------ Recorded information

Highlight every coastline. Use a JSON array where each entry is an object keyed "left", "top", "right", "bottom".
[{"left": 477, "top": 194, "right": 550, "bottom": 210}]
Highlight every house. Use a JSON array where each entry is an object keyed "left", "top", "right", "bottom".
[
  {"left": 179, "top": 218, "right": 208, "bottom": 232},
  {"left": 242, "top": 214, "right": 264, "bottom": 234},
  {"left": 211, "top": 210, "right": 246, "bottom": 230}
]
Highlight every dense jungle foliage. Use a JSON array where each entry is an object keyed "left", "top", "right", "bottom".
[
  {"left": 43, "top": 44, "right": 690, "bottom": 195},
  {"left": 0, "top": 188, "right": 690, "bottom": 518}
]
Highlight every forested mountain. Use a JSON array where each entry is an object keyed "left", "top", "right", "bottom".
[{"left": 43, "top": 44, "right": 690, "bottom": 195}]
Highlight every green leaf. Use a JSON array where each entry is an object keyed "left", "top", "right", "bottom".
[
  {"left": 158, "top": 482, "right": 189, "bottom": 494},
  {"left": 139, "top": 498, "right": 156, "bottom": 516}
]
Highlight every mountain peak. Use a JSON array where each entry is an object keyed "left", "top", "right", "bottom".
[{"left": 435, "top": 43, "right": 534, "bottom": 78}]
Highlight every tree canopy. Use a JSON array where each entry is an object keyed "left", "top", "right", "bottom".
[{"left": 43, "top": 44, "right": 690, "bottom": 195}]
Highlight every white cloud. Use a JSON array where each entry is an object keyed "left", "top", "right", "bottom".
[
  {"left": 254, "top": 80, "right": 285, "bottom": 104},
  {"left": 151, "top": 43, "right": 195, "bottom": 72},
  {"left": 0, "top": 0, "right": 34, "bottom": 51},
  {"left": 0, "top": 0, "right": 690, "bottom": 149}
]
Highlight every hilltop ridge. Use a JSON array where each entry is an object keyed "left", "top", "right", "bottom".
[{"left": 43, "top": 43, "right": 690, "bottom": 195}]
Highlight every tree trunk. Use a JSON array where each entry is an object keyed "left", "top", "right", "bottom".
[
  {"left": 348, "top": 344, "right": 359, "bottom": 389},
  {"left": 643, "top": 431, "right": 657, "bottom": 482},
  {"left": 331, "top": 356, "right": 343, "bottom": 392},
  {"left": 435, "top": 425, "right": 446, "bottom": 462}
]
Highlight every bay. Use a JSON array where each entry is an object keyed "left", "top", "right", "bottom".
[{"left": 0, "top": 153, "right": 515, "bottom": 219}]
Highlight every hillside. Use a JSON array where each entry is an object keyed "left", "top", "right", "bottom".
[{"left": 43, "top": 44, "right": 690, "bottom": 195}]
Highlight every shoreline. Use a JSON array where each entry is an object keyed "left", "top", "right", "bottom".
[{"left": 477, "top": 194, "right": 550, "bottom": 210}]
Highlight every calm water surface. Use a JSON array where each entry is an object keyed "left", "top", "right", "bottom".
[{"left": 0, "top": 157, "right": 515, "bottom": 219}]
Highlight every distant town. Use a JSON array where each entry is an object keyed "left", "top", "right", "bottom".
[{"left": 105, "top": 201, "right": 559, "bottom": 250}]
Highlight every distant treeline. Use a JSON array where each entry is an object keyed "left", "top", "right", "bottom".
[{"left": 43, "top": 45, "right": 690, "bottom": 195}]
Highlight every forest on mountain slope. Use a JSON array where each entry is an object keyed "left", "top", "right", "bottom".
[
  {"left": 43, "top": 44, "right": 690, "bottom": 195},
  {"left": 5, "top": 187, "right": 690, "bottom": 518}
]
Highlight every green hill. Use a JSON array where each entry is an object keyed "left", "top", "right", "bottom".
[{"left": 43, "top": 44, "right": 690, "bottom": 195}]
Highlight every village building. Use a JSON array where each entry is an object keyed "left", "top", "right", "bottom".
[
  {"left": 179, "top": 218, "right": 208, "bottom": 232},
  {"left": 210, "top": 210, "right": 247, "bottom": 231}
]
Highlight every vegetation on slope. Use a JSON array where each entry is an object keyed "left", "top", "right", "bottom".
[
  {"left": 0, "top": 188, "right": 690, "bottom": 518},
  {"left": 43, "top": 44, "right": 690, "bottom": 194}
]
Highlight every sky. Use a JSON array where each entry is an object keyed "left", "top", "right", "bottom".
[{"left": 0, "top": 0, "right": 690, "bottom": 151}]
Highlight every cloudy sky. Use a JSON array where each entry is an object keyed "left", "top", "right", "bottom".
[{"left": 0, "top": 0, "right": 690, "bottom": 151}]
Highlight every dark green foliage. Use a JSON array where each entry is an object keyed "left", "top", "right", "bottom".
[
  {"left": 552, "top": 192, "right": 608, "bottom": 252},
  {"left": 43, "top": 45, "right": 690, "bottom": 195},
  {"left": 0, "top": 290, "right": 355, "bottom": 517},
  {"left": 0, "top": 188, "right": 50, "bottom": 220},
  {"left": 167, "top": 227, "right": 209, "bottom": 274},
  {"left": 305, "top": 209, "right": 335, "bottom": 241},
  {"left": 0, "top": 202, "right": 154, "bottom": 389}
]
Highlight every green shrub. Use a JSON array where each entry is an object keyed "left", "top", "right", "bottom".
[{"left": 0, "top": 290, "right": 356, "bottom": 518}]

------------

**Work instructions**: Reproduce the records above word for word, starting at the line that contains "Highlight every sky." and ending at the last line of the records, with both of those lines included.

**Output for this task**:
Highlight every sky. Use a JSON array where each entry is an object keyed "left", "top", "right", "bottom".
[{"left": 0, "top": 0, "right": 690, "bottom": 151}]
Highlight every cloudy sky. Use a JSON array where each entry is an object keyed "left", "top", "right", "bottom".
[{"left": 0, "top": 0, "right": 690, "bottom": 151}]
Highlight every dark green foliage. Use a JSON array where each entry is an object keyed "left", "top", "right", "bottom".
[
  {"left": 552, "top": 192, "right": 608, "bottom": 252},
  {"left": 43, "top": 45, "right": 690, "bottom": 195},
  {"left": 0, "top": 290, "right": 355, "bottom": 517},
  {"left": 0, "top": 188, "right": 50, "bottom": 220},
  {"left": 167, "top": 227, "right": 209, "bottom": 274},
  {"left": 305, "top": 209, "right": 335, "bottom": 241},
  {"left": 0, "top": 202, "right": 154, "bottom": 389}
]
Highlight every green shrub. Use a JSON array where each entry is an object keyed "left", "top", "right", "bottom".
[{"left": 0, "top": 290, "right": 356, "bottom": 518}]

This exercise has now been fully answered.